==== Passage provided

Over this series of blogs I have explored many issues around financial management and planning, and one area I have mentioned is around this perception that financial education is about providing information around investment “opportunities”. This made me think how upside down we are in our thinking.
The perception is that people understand what they are investing for, i.e. what their goals are and as a result of this they know how to achieve these goals.
Let me take this a step further, I have a car – I have a choice when it needs servicing I can either buy a manual that tells me how to do it or I can go to an expert. I know the expert will charge me but I am putting my faith in them to do what I need doing. Now I can save money by doing it myself I can buy the tools, the parts and fix the car. In reality I don’t know whether I have the right part and in the end I could end up having to go to an expert to sort out my mess.
To be fair there are people who can fix their own cars and know what they are doing and why shouldn’t they do it themselves. They know when they need expert help and are prepared to take the risk that they might get it wrong. They may turn to expert help via books, blogs etc but in the main they will use their own experience and ignore all the noise.
In this blog I want to look at the art of investing, I will expand on this in future blogs but I just want to question the idea of financial education centring on investment “opportunities”. Investing is easy, anyone can do it – that is true but it needs a lot of thought and thinking. The problem is that for many they are looking for a positive return and because of information overload the idea of short term thinking is creeping in. We are also swayed by what is in the press, China is the next growth story, China is dead, China is a tech bubble. This sways how we invest.
An excellent example of this is the Fidelity China Investment Trust managed by Anthony Bolton. This was promoted heavily by a number of companies and many people invested in this fund. On the surface it looked good – Fidelity is a well-respected global fund manager, China has seen explosive returns and Anthony Bolton is an amazing fund manager. The papers promoted this and well respected platforms wrote fantastic reports on the prospects for this fund. However, consider Anthony Bolton had never managed a China Fund and this was an investment trust. The point is cut through the noise if you want to invest in China - is this the right fund to choose and is using an investment trust the right vehicle.

========
==== The data

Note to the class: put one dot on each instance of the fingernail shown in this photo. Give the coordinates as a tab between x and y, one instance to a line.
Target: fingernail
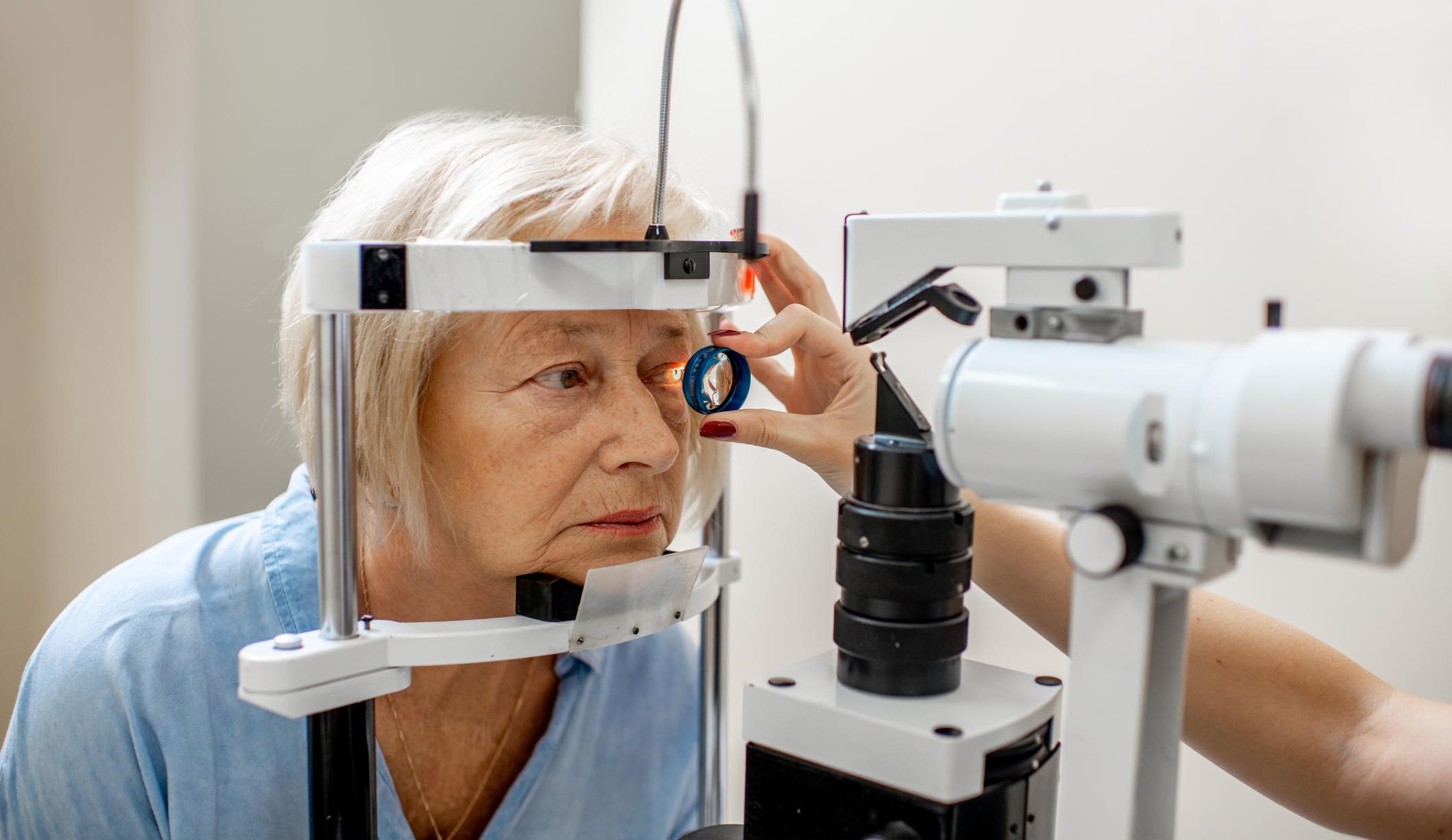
719	430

========

Prompt ▸ Copy the passage of the investing blog post above word for word, from "An excellent example" up to and including "the right vehicle.".

Result of this task ▸
An excellent example of this is the Fidelity China Investment Trust managed by Anthony Bolton. This was promoted heavily by a number of companies and many people invested in this fund. On the surface it looked good – Fidelity is a well-respected global fund manager, China has seen explosive returns and Anthony Bolton is an amazing fund manager. The papers promoted this and well respected platforms wrote fantastic reports on the prospects for this fund. However, consider Anthony Bolton had never managed a China Fund and this was an investment trust. The point is cut through the noise if you want to invest in China - is this the right fund to choose and is using an investment trust the right vehicle.